### INSTRUCTIONS FOR THE TASK
Using the entries below, transcribe exactly the line containing "Camera-trap tally: mark every instance of the black" and each line that follows it to the end.

### SUPPLIED MATERIAL
■ ■ ■ ■ ■

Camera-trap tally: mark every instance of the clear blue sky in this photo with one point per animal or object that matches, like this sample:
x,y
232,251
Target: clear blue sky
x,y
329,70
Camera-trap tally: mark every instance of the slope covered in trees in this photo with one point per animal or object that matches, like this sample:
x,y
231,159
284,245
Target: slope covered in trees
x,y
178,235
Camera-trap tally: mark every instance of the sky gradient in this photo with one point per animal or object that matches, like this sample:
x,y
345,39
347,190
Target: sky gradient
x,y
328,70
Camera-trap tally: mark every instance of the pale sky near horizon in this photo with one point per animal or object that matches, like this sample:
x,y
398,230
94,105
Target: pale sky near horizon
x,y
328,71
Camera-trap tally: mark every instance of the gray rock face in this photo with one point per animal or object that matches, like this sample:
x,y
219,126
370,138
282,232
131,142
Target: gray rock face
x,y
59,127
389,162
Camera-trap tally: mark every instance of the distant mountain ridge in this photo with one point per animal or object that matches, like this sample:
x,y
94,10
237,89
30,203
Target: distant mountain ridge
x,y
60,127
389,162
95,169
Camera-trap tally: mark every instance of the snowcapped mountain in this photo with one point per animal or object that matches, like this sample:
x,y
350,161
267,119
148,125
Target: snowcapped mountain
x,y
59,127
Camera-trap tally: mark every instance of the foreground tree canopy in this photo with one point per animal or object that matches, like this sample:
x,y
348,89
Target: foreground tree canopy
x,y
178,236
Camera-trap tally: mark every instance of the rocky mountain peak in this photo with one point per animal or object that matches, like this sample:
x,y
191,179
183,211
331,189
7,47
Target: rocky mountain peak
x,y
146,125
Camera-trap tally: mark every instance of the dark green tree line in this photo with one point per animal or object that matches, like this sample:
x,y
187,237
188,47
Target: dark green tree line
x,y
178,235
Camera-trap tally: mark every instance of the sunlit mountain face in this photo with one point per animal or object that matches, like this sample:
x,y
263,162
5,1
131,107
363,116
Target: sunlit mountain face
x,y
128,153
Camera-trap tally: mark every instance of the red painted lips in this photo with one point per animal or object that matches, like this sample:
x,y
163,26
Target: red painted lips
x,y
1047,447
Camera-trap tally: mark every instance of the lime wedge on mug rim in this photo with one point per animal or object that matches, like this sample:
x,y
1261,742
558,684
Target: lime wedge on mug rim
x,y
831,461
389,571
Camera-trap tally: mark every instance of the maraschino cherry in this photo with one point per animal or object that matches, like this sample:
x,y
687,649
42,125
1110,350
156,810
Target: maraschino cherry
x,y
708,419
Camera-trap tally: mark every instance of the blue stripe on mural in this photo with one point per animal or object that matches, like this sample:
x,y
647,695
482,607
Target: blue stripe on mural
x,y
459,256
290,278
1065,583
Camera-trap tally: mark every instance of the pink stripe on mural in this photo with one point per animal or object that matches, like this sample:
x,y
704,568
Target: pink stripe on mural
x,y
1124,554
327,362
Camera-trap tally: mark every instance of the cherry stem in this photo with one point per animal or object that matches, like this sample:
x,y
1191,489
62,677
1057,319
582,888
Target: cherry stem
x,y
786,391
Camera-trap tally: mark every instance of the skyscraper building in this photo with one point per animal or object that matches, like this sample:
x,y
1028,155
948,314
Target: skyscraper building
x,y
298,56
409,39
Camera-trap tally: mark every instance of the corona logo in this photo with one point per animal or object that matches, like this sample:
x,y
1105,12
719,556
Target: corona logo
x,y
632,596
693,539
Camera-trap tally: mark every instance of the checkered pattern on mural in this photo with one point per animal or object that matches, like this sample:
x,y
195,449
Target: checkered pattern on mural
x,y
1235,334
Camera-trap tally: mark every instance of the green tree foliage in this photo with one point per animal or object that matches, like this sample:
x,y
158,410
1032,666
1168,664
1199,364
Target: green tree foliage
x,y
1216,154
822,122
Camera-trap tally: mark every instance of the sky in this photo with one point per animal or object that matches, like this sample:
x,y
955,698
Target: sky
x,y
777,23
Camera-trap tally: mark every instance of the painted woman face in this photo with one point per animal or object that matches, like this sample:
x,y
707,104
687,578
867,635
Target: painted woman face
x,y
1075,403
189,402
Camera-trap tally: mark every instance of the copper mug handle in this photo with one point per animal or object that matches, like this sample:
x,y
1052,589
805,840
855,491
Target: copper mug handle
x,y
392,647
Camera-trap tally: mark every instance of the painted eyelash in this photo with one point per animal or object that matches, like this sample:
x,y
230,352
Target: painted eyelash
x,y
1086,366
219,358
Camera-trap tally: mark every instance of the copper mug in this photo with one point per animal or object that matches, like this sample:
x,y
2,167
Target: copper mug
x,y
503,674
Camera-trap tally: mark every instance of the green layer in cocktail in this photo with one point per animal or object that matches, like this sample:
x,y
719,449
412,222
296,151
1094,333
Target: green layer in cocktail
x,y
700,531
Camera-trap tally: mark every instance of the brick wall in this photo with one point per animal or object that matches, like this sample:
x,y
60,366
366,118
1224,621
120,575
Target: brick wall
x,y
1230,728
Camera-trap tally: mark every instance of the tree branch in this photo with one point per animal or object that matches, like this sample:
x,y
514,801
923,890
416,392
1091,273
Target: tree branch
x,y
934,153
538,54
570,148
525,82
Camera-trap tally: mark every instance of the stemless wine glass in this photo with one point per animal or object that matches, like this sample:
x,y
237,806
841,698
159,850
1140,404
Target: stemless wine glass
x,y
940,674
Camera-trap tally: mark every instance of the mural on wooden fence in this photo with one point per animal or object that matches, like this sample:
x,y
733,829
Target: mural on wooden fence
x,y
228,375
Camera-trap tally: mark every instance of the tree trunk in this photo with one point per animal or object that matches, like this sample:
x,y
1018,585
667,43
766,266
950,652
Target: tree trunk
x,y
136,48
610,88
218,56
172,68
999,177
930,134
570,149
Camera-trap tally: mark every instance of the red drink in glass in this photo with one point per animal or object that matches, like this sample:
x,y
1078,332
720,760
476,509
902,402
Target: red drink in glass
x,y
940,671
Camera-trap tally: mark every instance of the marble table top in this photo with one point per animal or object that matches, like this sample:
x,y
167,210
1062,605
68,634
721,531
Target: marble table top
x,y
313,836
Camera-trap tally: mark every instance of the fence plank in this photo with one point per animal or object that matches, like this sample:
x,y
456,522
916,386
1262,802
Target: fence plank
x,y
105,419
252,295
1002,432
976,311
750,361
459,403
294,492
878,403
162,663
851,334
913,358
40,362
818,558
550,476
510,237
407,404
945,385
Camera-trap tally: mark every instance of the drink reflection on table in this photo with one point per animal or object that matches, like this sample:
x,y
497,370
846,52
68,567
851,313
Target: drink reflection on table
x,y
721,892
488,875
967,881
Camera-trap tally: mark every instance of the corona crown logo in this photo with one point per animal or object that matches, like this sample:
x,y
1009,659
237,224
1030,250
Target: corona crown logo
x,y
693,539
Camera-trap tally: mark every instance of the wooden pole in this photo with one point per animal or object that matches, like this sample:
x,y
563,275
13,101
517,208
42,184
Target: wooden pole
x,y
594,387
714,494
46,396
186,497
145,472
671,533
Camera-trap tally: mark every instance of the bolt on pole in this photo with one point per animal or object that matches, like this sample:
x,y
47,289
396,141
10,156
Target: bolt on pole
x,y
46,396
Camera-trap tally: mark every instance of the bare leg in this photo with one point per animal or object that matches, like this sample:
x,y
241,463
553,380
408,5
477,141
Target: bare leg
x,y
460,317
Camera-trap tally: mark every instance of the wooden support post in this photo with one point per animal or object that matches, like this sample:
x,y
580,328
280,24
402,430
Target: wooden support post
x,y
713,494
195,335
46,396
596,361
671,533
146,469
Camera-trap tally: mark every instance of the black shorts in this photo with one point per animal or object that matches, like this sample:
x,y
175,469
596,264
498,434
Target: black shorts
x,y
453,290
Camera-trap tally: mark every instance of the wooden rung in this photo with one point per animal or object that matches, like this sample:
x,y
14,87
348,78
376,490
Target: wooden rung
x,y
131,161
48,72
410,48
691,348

■ ■ ■ ■ ■

### SOLUTION TO THIS EXERCISE
Camera-trap tally: mark every instance of the black shorts in this photo with one point per animal or object that matches, like this sample:
x,y
175,469
596,264
498,434
Target: black shorts
x,y
453,290
Camera-trap tally: mark every instance of the wooden rung in this photo with one point per animal or object that matches, like this sample:
x,y
14,87
348,78
376,490
Target: wooden rung
x,y
131,161
48,72
410,48
691,348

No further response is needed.